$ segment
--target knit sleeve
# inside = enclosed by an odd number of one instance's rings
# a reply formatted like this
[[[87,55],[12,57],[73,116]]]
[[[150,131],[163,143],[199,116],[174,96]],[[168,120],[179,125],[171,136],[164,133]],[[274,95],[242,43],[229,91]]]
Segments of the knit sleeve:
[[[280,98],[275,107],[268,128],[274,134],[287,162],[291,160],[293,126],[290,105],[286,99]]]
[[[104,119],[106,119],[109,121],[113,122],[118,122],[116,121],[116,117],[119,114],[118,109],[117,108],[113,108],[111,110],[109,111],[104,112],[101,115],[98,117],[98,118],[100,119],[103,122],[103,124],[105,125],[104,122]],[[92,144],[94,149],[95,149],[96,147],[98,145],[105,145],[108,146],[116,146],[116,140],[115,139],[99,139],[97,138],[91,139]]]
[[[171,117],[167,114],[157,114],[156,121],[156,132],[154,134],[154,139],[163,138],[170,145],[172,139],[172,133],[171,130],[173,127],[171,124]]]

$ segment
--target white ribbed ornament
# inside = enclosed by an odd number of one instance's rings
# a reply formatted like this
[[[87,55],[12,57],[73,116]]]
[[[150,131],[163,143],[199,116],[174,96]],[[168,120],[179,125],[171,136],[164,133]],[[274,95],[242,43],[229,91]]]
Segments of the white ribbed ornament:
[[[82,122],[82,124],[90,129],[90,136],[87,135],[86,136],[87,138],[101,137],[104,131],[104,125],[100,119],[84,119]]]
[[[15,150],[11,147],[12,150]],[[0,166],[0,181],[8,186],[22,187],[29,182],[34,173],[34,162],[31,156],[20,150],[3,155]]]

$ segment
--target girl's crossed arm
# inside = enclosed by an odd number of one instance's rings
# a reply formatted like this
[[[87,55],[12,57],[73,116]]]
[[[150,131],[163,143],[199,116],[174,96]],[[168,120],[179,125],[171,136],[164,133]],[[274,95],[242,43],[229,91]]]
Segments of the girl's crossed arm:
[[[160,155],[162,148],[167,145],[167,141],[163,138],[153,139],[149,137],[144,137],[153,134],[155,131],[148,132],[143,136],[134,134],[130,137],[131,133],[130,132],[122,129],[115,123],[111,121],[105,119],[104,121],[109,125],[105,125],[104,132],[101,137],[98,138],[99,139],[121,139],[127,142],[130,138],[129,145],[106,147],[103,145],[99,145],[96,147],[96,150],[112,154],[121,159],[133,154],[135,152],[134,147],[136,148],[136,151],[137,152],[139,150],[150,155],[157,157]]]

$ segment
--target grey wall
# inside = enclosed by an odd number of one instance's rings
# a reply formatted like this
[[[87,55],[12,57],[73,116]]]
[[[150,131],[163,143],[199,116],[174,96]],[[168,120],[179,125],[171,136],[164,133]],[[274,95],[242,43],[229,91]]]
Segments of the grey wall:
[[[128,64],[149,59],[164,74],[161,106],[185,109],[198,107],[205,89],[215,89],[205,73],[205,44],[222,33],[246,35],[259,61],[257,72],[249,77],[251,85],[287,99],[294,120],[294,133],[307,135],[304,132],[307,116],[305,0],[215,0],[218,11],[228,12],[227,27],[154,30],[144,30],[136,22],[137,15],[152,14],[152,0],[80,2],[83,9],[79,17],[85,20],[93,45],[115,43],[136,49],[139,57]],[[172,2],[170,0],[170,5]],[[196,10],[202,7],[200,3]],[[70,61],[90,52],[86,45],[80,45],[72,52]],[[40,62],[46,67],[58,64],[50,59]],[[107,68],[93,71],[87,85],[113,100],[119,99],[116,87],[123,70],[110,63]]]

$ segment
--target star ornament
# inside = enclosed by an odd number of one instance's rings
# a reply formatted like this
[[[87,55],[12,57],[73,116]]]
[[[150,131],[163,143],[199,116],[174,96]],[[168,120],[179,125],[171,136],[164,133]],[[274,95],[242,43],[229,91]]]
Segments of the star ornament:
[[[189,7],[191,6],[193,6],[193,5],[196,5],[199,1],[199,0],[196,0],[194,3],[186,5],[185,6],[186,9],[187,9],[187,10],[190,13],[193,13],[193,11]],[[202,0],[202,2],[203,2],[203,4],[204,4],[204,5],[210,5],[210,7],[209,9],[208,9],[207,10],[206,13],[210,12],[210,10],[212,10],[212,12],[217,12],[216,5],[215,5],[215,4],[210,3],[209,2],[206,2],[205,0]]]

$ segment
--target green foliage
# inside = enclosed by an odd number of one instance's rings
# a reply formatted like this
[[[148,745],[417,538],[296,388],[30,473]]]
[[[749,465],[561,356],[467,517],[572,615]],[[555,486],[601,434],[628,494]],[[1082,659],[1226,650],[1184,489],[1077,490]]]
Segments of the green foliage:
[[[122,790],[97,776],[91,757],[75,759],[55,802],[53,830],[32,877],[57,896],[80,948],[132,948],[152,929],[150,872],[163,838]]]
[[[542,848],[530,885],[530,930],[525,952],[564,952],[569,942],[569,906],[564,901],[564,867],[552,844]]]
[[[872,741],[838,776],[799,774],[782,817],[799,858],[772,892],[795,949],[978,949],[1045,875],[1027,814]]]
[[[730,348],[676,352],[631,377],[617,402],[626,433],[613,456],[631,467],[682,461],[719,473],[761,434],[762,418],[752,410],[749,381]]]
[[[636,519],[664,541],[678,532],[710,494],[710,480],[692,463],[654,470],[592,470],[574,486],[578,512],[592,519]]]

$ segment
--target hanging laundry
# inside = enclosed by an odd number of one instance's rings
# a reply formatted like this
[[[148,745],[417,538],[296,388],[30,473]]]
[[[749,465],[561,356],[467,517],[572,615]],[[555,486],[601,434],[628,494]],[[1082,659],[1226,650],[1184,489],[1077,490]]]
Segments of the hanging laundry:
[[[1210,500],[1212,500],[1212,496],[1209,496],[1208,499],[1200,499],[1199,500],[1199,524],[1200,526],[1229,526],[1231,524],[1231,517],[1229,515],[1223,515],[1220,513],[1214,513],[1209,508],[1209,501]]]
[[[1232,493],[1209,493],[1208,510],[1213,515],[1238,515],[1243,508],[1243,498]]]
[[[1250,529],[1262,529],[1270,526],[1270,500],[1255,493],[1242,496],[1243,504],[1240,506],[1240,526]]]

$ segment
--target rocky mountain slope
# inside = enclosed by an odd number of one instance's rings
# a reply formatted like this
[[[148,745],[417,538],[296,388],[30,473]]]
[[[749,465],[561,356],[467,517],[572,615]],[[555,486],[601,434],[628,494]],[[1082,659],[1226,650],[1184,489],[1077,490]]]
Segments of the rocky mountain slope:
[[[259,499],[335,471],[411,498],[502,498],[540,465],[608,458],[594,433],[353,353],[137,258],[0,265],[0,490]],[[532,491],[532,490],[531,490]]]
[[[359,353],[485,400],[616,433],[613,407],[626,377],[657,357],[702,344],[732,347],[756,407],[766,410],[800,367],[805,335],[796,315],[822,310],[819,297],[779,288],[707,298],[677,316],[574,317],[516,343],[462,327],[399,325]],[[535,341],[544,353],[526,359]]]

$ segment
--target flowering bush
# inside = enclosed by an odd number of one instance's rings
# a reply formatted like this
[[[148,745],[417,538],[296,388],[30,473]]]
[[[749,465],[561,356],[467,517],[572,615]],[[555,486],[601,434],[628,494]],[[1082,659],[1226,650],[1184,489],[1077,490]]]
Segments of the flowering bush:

......

▸ **EXERCISE INSTRUCTIONS**
Find each line in the data above that has the word "white" in it, and copy those lines.

▸ **RESULT BELOW**
--target white ribbed ornament
Segments of the white ribbed ornament:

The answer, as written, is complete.